## Direction
State how many of the lines below contain the string "distant". Reply with that number alone.

=-=-=-=-=

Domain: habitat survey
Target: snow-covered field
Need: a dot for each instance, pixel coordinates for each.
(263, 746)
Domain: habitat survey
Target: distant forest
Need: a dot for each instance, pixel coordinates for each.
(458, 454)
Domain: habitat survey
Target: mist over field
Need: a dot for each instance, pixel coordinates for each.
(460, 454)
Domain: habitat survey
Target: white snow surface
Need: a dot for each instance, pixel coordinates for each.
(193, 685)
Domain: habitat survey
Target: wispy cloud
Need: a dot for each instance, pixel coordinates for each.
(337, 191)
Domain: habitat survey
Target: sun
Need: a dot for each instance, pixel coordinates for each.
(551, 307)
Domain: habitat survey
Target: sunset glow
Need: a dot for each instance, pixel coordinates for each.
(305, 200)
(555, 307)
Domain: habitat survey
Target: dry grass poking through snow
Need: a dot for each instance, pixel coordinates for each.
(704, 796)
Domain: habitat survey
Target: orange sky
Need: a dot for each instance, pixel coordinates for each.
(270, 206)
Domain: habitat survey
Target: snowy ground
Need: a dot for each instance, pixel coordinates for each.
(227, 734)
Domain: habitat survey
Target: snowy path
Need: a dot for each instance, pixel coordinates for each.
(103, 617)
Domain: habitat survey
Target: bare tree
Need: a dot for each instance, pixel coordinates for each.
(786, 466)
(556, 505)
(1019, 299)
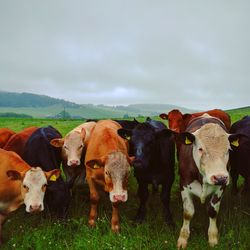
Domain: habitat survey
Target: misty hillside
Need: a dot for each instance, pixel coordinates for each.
(10, 99)
(44, 106)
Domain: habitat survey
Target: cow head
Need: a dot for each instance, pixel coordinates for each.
(72, 146)
(142, 140)
(33, 186)
(116, 171)
(211, 145)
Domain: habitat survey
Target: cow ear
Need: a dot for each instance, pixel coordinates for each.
(58, 142)
(187, 116)
(164, 116)
(53, 175)
(130, 159)
(186, 138)
(165, 133)
(83, 134)
(234, 139)
(125, 133)
(14, 175)
(136, 121)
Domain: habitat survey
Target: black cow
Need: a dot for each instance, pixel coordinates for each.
(39, 152)
(153, 147)
(240, 154)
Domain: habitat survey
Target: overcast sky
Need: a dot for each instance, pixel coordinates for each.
(194, 54)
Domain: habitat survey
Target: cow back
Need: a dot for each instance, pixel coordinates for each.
(17, 141)
(5, 135)
(105, 140)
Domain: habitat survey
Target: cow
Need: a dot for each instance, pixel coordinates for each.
(107, 168)
(154, 151)
(17, 141)
(20, 183)
(127, 123)
(203, 163)
(239, 157)
(5, 134)
(73, 147)
(178, 121)
(39, 152)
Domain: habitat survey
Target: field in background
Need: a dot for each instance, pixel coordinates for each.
(24, 231)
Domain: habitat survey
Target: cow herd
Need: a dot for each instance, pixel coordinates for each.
(209, 152)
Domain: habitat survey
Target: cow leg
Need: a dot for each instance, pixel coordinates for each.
(188, 212)
(115, 225)
(246, 186)
(143, 196)
(94, 198)
(2, 220)
(165, 198)
(234, 176)
(213, 208)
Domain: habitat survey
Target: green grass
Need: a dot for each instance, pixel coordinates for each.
(25, 231)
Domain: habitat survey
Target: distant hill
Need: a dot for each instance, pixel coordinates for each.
(44, 106)
(10, 99)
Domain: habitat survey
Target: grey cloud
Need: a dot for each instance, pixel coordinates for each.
(193, 54)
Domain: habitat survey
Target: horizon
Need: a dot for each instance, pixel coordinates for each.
(191, 54)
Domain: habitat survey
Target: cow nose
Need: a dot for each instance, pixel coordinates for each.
(118, 197)
(219, 179)
(35, 208)
(137, 164)
(74, 163)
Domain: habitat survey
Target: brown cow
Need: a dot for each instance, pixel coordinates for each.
(73, 151)
(178, 121)
(20, 183)
(107, 167)
(5, 134)
(203, 162)
(17, 141)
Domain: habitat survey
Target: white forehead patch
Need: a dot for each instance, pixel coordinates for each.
(35, 176)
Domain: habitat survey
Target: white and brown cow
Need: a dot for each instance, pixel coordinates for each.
(73, 150)
(20, 183)
(107, 168)
(203, 162)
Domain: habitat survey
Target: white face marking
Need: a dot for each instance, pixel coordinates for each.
(211, 152)
(33, 183)
(72, 147)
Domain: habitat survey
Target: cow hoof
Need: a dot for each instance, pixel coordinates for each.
(91, 223)
(171, 224)
(138, 219)
(182, 243)
(213, 242)
(116, 229)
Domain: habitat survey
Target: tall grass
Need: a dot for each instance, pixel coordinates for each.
(25, 231)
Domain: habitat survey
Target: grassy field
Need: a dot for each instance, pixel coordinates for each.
(25, 231)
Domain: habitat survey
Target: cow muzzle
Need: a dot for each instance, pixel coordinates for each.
(220, 179)
(137, 164)
(118, 197)
(73, 163)
(35, 208)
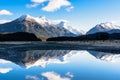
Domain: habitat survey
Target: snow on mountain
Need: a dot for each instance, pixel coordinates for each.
(41, 27)
(75, 31)
(103, 27)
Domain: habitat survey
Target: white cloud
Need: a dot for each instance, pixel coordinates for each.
(53, 5)
(54, 76)
(35, 3)
(59, 20)
(32, 5)
(38, 1)
(29, 77)
(2, 61)
(4, 21)
(69, 74)
(5, 70)
(69, 8)
(5, 12)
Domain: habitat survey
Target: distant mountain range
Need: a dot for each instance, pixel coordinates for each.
(41, 27)
(45, 28)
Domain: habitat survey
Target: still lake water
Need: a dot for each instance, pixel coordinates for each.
(35, 64)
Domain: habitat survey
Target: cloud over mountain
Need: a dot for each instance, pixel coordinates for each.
(5, 12)
(53, 5)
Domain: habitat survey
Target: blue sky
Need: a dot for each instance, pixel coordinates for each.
(81, 14)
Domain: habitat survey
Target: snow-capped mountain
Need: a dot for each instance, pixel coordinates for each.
(41, 27)
(104, 27)
(75, 31)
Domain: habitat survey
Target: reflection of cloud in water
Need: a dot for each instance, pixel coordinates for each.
(54, 76)
(112, 57)
(5, 70)
(36, 57)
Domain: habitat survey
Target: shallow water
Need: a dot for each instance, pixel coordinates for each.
(35, 64)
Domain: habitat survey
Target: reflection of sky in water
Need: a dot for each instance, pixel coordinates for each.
(76, 65)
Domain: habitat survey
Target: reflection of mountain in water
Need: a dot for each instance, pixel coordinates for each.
(112, 57)
(34, 57)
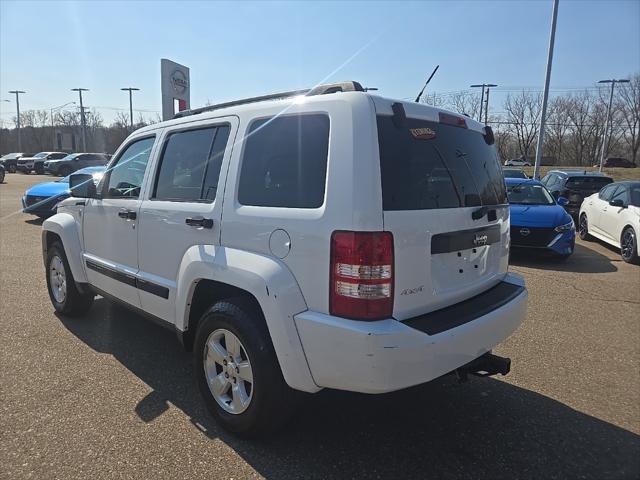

=-=-=-=-=

## Exercise output
3